- **Stored items**:

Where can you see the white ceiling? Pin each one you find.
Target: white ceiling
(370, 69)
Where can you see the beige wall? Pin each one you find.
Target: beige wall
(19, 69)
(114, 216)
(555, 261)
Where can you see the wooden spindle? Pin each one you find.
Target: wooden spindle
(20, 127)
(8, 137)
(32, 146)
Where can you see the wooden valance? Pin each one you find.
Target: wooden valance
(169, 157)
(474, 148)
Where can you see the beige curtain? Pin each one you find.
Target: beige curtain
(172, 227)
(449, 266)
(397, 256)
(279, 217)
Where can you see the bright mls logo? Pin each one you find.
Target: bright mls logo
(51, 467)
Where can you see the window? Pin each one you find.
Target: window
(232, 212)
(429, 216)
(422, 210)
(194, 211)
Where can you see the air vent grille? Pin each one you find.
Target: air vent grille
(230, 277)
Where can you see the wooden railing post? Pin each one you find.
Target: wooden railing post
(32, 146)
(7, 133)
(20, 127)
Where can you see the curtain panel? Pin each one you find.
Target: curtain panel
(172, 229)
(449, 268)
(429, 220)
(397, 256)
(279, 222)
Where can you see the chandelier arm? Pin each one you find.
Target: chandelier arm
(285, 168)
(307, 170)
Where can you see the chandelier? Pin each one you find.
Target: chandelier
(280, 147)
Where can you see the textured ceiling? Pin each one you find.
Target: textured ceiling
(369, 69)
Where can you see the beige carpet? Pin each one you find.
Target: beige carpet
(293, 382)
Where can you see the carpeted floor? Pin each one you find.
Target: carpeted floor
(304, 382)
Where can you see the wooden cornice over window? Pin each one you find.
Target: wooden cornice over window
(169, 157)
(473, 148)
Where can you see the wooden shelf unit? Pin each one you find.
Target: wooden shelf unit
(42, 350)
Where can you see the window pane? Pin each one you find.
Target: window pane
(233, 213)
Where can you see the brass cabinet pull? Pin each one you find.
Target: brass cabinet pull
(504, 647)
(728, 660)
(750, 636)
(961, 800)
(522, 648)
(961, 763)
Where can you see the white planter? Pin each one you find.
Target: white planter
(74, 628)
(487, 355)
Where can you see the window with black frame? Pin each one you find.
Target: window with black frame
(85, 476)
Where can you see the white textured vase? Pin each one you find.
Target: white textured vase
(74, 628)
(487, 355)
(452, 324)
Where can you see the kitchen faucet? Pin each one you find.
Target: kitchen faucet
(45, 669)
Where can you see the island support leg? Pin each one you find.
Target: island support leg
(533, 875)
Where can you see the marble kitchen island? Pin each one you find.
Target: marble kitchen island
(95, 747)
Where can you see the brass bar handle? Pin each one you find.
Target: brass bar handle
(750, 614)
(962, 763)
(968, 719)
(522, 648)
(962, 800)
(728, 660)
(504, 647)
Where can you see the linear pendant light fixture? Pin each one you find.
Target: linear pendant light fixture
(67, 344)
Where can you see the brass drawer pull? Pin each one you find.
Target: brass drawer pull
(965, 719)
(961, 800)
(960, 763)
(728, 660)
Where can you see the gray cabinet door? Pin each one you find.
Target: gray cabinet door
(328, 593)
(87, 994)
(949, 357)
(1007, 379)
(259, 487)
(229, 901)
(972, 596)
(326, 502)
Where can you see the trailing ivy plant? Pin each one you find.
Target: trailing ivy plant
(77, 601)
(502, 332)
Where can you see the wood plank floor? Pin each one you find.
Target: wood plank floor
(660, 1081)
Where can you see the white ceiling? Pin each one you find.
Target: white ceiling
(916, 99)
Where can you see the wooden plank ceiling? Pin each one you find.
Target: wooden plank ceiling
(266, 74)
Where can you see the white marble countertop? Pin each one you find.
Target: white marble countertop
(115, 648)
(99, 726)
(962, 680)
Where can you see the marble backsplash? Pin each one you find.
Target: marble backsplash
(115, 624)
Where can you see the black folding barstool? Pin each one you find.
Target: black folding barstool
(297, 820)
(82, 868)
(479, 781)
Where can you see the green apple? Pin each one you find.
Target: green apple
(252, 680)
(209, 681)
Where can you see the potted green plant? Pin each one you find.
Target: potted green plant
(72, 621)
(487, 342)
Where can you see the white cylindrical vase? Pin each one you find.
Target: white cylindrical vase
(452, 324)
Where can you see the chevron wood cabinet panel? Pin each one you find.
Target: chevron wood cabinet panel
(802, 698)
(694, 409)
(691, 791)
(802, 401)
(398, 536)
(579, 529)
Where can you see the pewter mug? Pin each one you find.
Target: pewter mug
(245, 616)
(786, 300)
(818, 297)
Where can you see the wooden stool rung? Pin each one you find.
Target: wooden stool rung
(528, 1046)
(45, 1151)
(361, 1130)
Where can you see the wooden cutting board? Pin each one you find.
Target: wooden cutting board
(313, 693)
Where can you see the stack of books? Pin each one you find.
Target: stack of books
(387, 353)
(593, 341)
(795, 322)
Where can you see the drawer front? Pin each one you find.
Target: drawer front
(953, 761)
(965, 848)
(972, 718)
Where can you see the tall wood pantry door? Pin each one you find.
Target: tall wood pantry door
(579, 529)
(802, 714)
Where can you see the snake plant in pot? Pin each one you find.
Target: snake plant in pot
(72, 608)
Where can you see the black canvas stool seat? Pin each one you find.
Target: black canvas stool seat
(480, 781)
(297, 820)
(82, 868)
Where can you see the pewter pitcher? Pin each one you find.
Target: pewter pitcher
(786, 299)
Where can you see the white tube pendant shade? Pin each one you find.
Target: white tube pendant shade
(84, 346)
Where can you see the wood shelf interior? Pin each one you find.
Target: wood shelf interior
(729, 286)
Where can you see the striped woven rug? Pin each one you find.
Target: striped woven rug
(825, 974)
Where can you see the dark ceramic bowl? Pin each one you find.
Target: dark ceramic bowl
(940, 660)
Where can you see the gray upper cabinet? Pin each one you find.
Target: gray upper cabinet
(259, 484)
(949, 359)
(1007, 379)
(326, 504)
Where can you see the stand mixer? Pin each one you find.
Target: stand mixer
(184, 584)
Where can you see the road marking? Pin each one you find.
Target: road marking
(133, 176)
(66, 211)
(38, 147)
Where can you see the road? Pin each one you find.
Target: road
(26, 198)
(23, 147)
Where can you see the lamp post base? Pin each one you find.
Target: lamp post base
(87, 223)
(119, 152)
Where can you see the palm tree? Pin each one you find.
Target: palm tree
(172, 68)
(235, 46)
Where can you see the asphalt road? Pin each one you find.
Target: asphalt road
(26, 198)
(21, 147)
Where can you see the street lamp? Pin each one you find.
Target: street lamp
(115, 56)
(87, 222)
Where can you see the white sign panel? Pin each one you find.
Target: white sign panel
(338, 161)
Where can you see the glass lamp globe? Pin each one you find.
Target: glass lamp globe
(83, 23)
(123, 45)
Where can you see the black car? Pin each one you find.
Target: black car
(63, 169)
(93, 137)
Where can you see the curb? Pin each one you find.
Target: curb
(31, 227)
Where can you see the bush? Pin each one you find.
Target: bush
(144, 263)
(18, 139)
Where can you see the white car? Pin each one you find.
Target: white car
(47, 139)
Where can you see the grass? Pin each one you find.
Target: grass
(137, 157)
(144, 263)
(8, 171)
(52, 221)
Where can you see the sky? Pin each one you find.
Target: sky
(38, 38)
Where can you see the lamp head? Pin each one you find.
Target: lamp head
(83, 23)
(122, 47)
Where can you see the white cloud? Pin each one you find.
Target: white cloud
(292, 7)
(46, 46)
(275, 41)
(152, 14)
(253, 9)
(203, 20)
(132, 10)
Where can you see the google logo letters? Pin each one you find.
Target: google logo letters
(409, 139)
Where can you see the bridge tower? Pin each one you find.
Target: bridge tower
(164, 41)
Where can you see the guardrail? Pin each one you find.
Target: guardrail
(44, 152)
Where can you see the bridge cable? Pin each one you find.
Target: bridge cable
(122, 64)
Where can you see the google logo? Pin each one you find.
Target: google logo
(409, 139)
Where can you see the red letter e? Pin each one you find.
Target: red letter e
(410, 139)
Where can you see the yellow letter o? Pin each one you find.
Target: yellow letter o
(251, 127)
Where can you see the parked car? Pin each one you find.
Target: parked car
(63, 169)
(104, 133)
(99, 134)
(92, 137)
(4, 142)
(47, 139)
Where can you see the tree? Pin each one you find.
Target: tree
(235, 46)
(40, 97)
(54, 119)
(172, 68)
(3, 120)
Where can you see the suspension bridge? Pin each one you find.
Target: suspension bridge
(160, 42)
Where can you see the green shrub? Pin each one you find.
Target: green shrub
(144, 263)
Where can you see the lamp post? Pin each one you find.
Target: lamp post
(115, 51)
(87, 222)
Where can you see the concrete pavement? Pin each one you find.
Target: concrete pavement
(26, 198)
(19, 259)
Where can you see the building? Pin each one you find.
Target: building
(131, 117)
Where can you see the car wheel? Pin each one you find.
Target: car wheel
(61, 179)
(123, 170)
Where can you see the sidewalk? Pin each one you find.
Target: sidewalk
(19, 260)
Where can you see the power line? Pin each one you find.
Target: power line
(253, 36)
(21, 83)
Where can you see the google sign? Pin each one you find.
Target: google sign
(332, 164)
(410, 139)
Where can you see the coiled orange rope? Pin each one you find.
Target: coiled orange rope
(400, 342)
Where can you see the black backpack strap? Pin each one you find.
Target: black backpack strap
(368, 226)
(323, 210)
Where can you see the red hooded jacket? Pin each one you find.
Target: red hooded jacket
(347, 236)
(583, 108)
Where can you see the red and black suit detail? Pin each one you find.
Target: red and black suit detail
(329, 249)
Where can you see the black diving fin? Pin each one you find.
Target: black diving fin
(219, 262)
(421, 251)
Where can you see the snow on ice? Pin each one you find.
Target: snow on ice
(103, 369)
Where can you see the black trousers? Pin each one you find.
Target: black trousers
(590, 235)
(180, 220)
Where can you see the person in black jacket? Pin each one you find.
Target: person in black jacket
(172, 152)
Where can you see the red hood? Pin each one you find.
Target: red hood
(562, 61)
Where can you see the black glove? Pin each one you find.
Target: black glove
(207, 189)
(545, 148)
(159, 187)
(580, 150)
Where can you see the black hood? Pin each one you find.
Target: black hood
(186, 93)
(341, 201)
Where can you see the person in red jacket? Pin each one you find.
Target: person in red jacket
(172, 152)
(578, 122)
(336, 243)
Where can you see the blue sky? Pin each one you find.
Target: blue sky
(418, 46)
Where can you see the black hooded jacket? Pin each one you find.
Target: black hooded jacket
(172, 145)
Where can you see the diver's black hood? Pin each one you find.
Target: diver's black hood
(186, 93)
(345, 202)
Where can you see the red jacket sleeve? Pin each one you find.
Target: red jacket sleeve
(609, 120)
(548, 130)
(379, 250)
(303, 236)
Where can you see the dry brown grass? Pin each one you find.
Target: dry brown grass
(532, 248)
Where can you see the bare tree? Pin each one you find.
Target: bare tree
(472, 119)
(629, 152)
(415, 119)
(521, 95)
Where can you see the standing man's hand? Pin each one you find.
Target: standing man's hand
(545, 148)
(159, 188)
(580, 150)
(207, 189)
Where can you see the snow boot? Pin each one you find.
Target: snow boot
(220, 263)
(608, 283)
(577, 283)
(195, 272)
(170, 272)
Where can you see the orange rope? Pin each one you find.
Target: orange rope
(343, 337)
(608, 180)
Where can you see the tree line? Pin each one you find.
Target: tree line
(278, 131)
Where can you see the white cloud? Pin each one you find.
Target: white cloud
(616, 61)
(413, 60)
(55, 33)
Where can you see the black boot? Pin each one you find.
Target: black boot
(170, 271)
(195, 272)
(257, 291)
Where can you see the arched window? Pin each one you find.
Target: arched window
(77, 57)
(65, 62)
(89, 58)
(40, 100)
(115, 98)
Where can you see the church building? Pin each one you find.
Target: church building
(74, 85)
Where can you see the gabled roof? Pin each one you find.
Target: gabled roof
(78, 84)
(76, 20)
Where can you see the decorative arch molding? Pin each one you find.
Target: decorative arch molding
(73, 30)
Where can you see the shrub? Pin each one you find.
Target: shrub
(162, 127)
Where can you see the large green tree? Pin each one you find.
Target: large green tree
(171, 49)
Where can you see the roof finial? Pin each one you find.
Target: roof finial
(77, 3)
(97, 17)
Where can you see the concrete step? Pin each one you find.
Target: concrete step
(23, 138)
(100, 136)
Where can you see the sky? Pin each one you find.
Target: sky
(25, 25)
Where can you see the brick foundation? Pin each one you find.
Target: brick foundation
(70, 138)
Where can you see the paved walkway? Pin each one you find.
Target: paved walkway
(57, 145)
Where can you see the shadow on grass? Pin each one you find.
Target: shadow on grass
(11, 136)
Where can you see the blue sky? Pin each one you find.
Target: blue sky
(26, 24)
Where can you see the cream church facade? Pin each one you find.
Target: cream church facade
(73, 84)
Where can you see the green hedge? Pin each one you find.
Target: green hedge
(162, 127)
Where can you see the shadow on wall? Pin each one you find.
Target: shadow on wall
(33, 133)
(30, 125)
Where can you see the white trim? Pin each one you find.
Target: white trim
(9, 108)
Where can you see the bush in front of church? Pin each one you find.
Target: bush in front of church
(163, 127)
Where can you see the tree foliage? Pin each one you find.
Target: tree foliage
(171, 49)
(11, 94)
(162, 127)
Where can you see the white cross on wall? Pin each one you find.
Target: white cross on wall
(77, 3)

- **Brief**:
Exact duplication is required for the lines above, from the line that contains "Target: marble backsplash" to the line that contains "Where can you see the tall", inclusive; omit all others.

- **Task solution**:
Target: marble backsplash
(115, 624)
Where can you see the black folding barstool? Pin each one you find.
Target: black folding barstool
(297, 820)
(82, 868)
(479, 781)
Where can you see the green apple? Pin each one you find.
Target: green apple
(252, 680)
(209, 681)
Where can you see the potted green plant? Pin each one you find.
Target: potted green plant
(72, 621)
(487, 342)
Where can you see the white cylindrical vase? Pin each one you find.
Target: white cylindrical vase
(452, 324)
Where can you see the chevron wood cabinet panel? Pin each one you find.
Target: chevron wood cabinet panel
(802, 698)
(694, 409)
(691, 791)
(802, 401)
(398, 536)
(579, 529)
Where can you see the pewter mug? Pin each one you find.
Target: pewter mug
(245, 616)
(786, 300)
(818, 297)
Where can you see the wooden stool rung? Pin each one you find.
Target: wooden stool rung
(528, 1046)
(45, 1151)
(361, 1130)
Where can you see the wooden cutting board? Pin each one you find.
Target: wooden cutting board
(313, 693)
Where can you see the stack of books? Pin each one you find.
Target: stack of books
(387, 353)
(593, 341)
(795, 322)
Where can you see the drawer front? Pin each one you find.
Target: drawer front
(953, 761)
(965, 848)
(972, 718)
Where can you see the tall wood pantry door? Pin each one you find.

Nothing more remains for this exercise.